--- TASK MATERIAL Enclosed Below ---

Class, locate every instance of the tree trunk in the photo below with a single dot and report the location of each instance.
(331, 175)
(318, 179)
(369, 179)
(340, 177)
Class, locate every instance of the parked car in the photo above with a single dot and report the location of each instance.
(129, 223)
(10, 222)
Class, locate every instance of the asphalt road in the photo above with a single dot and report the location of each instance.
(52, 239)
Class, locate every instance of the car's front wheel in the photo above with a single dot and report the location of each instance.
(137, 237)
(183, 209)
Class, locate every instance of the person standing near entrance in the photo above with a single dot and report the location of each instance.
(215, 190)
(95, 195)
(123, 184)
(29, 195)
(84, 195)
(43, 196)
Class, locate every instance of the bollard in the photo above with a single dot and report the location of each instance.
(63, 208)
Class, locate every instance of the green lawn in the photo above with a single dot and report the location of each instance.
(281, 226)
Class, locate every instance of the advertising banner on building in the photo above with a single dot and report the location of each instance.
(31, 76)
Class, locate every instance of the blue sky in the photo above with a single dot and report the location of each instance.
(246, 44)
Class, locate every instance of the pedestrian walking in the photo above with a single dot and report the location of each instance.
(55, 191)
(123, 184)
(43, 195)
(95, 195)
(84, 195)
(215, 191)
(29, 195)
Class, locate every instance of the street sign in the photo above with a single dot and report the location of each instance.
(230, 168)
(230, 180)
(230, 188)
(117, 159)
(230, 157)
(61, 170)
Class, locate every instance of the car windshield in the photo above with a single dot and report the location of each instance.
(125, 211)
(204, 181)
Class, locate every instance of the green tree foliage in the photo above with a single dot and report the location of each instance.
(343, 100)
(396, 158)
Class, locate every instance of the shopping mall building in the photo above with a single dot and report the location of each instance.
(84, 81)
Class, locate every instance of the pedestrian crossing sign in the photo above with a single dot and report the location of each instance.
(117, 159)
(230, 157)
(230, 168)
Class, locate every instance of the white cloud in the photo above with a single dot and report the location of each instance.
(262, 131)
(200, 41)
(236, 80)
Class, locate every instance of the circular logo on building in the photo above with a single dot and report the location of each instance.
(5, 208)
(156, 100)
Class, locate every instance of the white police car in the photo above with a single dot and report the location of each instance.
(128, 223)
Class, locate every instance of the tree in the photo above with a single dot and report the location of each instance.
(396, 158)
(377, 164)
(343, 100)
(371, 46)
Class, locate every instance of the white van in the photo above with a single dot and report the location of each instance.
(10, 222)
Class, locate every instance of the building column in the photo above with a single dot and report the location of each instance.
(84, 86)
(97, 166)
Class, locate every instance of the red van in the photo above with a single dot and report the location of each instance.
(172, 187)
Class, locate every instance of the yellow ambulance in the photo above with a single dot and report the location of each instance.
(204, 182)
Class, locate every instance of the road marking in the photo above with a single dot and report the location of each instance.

--- End of Enclosed TASK MATERIAL ---

- _ACTION ITEM_
Set down the whole of the data, exactly as it stands.

- _ANSWER FOR THIS EXERCISE_
Class, locate every instance of the tree trunk in the photo below with a single dot and report the location of each instance.
(331, 175)
(318, 179)
(369, 179)
(340, 177)
Class, locate every instance of the parked car in the photo above with a single dot and report the location of each instance.
(129, 223)
(10, 222)
Class, locate every instance of the asphalt road in the photo above with a single dot and report the location of each instance.
(52, 239)
Class, locate every instance of the car's front wheel in the photo above with a single dot and report the location of each instance.
(137, 237)
(183, 209)
Class, locate every instance of the person standing near entrance in the photo above with a single dot and report the location of each instance.
(215, 190)
(95, 195)
(123, 184)
(29, 195)
(84, 195)
(43, 196)
Class, locate every instance of the bollard in the photo above with a single dot and report the location of each instance.
(63, 208)
Class, locate every instance of the green lawn in the photo above with a single dot and report the location of each instance.
(281, 226)
Class, locate every instance of the advertising banner on building in the photo above with a single dot and report the location of each instance.
(31, 76)
Class, locate every instance of the blue sky in the photo above with a single dot and report the location of each instance.
(246, 44)
Class, locate every instance of the pedestrian walking in the photo above with a single dot and report the location of each instance.
(55, 191)
(123, 184)
(43, 195)
(95, 195)
(84, 195)
(215, 191)
(29, 195)
Class, locate every instance of the street sign in the photo above with a single dot and report the location of each instance.
(230, 168)
(230, 180)
(230, 188)
(117, 159)
(230, 157)
(61, 170)
Class, locate every instance of the car windshield in the photo above with a single dot and report the location of each instance.
(125, 211)
(204, 181)
Class, locate every instance of the green tree foliage in the photo above with a single dot and report the location of each instance.
(343, 100)
(396, 158)
Class, locate every instance of the shopping mall building in the photo above with a single dot and report the location of each instance.
(84, 81)
Class, locate every instance of the pedestrian crossing sign in the photo above with a single dot and report the location of each instance.
(117, 159)
(230, 157)
(230, 168)
Class, locate every instance of the white cloud in the photo above with a single dot and report the location of each instance.
(262, 131)
(200, 41)
(236, 80)
Class, locate every instance of the circular logo on building in the photo above with a single dot and report the location of each instance.
(5, 208)
(156, 100)
Class, locate every instance of the white police car in the photo above with a single dot and report the location of each instance.
(128, 223)
Class, locate every instance of the tree in the photo above with a single dot and report the location of each instance.
(396, 158)
(377, 164)
(343, 100)
(371, 46)
Class, locate every instance of the white van in the photo above with a single dot and report the location of each instance.
(10, 222)
Class, locate every instance of the building column in the photo above with a single dot and report the location of each instance.
(84, 86)
(97, 166)
Class, locate every instance of the red van in the photo above with a single dot and report the location of each instance.
(172, 187)
Class, locate every instance of the yellow ambulance in the photo above with a single dot and report the location of each instance.
(204, 182)
Class, locate every instance of the road marking in the photo above with a single dot and report the location of each instance.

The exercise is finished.